STORED DATA
┄┄┄┄┄┄┄┄┄┄

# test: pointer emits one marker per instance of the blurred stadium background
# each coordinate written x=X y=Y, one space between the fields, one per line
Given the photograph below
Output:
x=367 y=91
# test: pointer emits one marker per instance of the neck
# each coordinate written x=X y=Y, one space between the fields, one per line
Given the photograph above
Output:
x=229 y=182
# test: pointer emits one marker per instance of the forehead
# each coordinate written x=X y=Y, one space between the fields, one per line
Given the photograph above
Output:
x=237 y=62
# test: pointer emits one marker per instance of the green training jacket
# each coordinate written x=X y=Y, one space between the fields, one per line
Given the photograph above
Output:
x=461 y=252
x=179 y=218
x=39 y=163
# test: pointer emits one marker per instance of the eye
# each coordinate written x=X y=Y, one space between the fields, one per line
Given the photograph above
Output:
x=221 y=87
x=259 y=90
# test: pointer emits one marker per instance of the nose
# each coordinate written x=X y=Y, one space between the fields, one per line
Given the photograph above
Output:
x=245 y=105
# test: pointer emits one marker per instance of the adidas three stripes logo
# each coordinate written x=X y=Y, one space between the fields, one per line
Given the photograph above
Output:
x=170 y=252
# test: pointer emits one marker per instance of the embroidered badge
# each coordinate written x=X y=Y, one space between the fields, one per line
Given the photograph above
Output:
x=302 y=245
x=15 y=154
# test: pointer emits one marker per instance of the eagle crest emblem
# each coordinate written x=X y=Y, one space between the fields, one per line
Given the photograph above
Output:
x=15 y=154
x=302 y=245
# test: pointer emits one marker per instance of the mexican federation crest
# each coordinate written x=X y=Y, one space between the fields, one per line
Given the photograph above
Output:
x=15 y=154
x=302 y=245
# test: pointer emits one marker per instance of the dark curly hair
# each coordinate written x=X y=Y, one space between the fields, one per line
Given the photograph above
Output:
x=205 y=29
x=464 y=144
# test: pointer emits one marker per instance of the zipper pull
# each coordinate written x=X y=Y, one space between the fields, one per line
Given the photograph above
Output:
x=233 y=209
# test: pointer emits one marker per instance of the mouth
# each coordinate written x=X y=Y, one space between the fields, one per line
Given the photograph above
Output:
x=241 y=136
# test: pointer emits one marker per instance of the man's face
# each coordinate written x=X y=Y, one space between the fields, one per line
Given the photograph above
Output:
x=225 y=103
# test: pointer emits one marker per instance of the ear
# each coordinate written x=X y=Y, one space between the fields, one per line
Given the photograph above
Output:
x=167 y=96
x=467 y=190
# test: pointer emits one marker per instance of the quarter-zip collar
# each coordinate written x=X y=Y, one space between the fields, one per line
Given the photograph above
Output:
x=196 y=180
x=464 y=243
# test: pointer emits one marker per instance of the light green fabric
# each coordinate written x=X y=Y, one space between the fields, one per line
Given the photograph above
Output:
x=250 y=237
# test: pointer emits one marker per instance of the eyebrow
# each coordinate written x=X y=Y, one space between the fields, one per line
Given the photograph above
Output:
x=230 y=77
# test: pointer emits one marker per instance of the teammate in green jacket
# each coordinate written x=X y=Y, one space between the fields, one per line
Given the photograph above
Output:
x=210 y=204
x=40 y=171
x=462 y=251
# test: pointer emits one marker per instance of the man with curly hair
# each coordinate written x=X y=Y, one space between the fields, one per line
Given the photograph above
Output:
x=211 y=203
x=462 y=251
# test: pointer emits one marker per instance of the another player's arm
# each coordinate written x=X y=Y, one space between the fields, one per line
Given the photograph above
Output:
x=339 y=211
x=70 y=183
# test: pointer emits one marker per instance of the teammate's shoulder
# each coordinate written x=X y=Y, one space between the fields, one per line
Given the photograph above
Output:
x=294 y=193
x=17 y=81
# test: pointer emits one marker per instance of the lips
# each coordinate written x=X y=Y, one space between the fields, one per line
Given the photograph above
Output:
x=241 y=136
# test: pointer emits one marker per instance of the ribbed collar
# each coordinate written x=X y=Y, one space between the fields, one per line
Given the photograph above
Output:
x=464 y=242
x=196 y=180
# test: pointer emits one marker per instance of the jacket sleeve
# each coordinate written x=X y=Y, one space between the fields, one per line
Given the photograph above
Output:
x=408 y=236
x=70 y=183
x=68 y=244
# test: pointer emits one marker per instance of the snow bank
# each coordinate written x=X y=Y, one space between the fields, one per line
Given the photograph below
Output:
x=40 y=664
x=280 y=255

┄┄┄┄┄┄┄┄┄┄

Copy out all of the records shown above exactly.

CORRECT RESPONSE
# test: pointer emits one marker per instance of the blurred stadium background
# each coordinate written x=X y=Y, one space between the fields, one per line
Given the photograph below
Output:
x=367 y=91
# test: pointer emits one marker per instance of the neck
# each coordinate written x=X y=Y, one space between the fields, one per line
Given the photograph above
Output:
x=229 y=182
# test: pointer emits one marker per instance of the forehead
# each coordinate written x=X y=Y, one space between the fields, one per line
Given the photograph above
Output:
x=237 y=62
# test: pointer emits one marker per instance of the green training jacket
# each coordinate written x=X y=Y, one space between the fields, one per line
Given the photograph above
Output:
x=461 y=252
x=179 y=218
x=39 y=163
# test: pointer emits one marker per instance of the eye
# each coordinate written x=X y=Y, one space between the fields, one per line
Given the photograph above
Output:
x=221 y=87
x=259 y=90
# test: pointer emits one marker per instance of the nose
# each coordinate written x=X y=Y, one space between the fields, one per line
Given the photograph above
Output:
x=245 y=105
# test: pointer emits one marker per instance of the adidas three stripes logo
# each coordinate written x=X y=Y, one space between the fields, one per line
Given the photograph above
Output:
x=170 y=252
# test: pointer emits one marker per instance of the embroidered badge
# each coordinate written x=X y=Y, one space between the fields, one per line
Given the photograph above
Output:
x=302 y=245
x=15 y=154
# test: pointer emits one marker per instance of the eagle crest emblem
# each coordinate written x=X y=Y, one space between the fields, one per line
Given the photograph above
Output:
x=15 y=154
x=302 y=245
# test: pointer emits one marker per instance of the mexican federation crest
# each coordinate written x=X y=Y, one space between the fields, one per line
Given the photograph above
Output:
x=15 y=154
x=302 y=245
# test: pointer emits one marker per instance of the dark curly hair
# each coordinate written x=X y=Y, one space between the fields, one per line
Given the photograph above
Output:
x=205 y=29
x=464 y=144
# test: pointer emits one marker per instance of the zipper pull
# each coordinate written x=X y=Y, one space between the fields, one per line
Given the photograph above
Output:
x=233 y=209
# test: pointer emits one marker per instance of the mouth
# each coordinate written x=X y=Y, one space between the fields, one per line
Given the photograph above
Output:
x=241 y=136
# test: pointer emits one marker per instance of the man's face
# each coordinate written x=X y=Y, one space between the fields, one per line
Given the photograph above
Output:
x=225 y=103
# test: pointer emits one marker per instance of the ear
# each coordinate written x=X y=Y, one space between the fields, one per line
Given the photograph above
Output:
x=167 y=96
x=467 y=190
# test: pointer emits one marker per instance of the quarter-zip collar
# each coordinate written x=X y=Y, one space between the fields, one per line
Given the photograph above
Output:
x=196 y=180
x=464 y=243
# test: pointer emits one marker per instance of the light green fabric
# each coordinate written x=X y=Y, one space between the fields, one per line
Given the photograph above
Output:
x=250 y=237
# test: pointer emits one marker per instance of the eyebrow
# each coordinate written x=X y=Y, one space between the fields, one per line
Given the photograph above
Output:
x=230 y=77
# test: pointer emits one marker per instance of the teammate in green jacket
# each coordinate written x=X y=Y, one space between the fields, one per line
Given the photograph above
Output:
x=210 y=204
x=40 y=171
x=462 y=251
# test: pointer emits one marker per instance of the man with curly hair
# each coordinate written x=X y=Y, one space between the fields, one per line
Given the photograph above
Output:
x=211 y=203
x=462 y=251
# test: pointer emits one marker per instance of the another player's arm
# each coordinate written x=X y=Y, one space between the fields, one per line
Given the photograph above
Output:
x=339 y=211
x=70 y=183
# test: pointer emits one marker per instance of the teammate's shoulder
# each coordinate written x=X y=Y, one space between the fields, one per line
Given the photograph above
Output:
x=294 y=193
x=17 y=81
# test: pointer emits one marker per instance of the lips
# each coordinate written x=X y=Y, one space between the fields, one per line
Given the photograph above
Output:
x=241 y=136
# test: pointer emits one marker per instance of the ribbed collar
# each coordinate written x=X y=Y, one space between the fields, one per line
Given the photograph above
Output:
x=464 y=242
x=196 y=180
# test: pointer emits one marker per instance of the jacket sleeve
# each coordinate written x=X y=Y, one space between the fields, one per line
Given the photograph above
Output:
x=408 y=236
x=70 y=183
x=68 y=244
# test: pointer emits one marker per instance of the snow bank
# each coordinate written x=X y=Y, one space between the fields, one per line
Given the photograph below
Output:
x=40 y=664
x=280 y=255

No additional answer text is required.